* Task description: Without altering anything, output the material below.

--- BEGIN Records for processing ---

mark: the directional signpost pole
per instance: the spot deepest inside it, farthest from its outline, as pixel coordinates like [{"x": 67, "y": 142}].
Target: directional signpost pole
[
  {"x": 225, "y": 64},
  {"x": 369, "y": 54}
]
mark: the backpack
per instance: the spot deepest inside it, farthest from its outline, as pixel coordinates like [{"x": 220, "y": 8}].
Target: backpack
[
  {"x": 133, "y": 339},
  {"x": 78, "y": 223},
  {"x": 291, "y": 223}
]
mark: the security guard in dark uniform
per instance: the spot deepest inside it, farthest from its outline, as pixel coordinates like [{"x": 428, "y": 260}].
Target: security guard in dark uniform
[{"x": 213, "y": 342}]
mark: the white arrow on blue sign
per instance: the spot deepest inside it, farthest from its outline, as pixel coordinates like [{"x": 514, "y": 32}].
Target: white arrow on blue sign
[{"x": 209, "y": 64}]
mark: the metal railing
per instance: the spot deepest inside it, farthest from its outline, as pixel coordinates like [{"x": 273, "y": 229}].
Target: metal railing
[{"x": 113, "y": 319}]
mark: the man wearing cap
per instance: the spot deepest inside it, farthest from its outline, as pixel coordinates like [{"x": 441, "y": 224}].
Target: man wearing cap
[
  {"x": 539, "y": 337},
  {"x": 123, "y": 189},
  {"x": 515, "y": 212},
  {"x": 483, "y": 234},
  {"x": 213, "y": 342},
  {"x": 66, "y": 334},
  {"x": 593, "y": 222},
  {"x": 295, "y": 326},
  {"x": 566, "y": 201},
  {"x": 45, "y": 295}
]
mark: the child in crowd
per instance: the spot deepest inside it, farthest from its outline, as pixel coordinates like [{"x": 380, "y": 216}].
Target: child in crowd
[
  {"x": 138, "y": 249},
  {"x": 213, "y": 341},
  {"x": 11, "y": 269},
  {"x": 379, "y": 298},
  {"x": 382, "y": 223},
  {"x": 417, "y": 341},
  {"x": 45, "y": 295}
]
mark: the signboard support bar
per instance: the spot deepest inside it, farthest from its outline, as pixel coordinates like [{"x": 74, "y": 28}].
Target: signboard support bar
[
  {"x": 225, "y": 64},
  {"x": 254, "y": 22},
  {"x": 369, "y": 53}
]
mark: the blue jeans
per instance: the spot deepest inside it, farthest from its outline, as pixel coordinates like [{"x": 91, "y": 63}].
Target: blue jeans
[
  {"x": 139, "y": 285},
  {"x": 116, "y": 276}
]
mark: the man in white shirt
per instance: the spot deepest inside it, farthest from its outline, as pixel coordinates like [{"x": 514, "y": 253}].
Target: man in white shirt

--- END Records for processing ---

* Complete output:
mark: the directional signpost pole
per instance: the spot deepest inside it, farthest from its outline, as pixel coordinates like [{"x": 67, "y": 142}].
Target: directional signpost pole
[
  {"x": 225, "y": 64},
  {"x": 369, "y": 54}
]
mark: the backpack
per instance: the spot deepest inside it, farthest from its outline, as pixel coordinates like [{"x": 220, "y": 8}].
Target: backpack
[
  {"x": 133, "y": 339},
  {"x": 78, "y": 223},
  {"x": 291, "y": 223}
]
mark: the security guard in dark uniform
per instance: the spot deepest inside it, farthest from its outline, as pixel coordinates like [{"x": 428, "y": 260}].
Target: security guard in dark uniform
[{"x": 213, "y": 342}]
mark: the white arrow on blue sign
per instance: the spot deepest inside it, farthest from its outline, as pixel coordinates like [{"x": 514, "y": 32}].
Target: white arrow on blue sign
[{"x": 209, "y": 64}]
mark: the metal railing
per instance: the spot deepest inside it, farthest from its outline, as pixel coordinates like [{"x": 273, "y": 229}].
Target: metal railing
[{"x": 113, "y": 319}]
mark: the man wearing cap
per instance: the spot deepest inside it, farthest from its outline, as pixel coordinates like [{"x": 441, "y": 224}].
Target: man wearing cap
[
  {"x": 539, "y": 337},
  {"x": 123, "y": 189},
  {"x": 515, "y": 212},
  {"x": 483, "y": 234},
  {"x": 213, "y": 342},
  {"x": 66, "y": 334},
  {"x": 593, "y": 222},
  {"x": 295, "y": 326},
  {"x": 566, "y": 201},
  {"x": 45, "y": 295}
]
mark: the child in crowd
per instance: the spot deepest inside it, farthest from its outline, as pixel coordinates like [{"x": 380, "y": 216}].
Target: child in crowd
[
  {"x": 138, "y": 249},
  {"x": 213, "y": 341},
  {"x": 11, "y": 269},
  {"x": 379, "y": 298},
  {"x": 382, "y": 223},
  {"x": 417, "y": 341},
  {"x": 45, "y": 295}
]
mark: the signboard support bar
per instance: the spot deepest inside it, farthest from its outline, as pixel coordinates like [{"x": 74, "y": 28}].
Target: signboard support bar
[
  {"x": 225, "y": 64},
  {"x": 254, "y": 22},
  {"x": 369, "y": 53}
]
mark: the blue jeans
per instance: the spot deepest inside it, farthest from its outline, as pixel coordinates like [{"x": 91, "y": 63}].
Target: blue jeans
[
  {"x": 139, "y": 285},
  {"x": 116, "y": 276}
]
mark: the man in white shirt
per instance: the spot deepest inside it, farthest from its outline, as pixel coordinates like [{"x": 514, "y": 253}].
Target: man in white shirt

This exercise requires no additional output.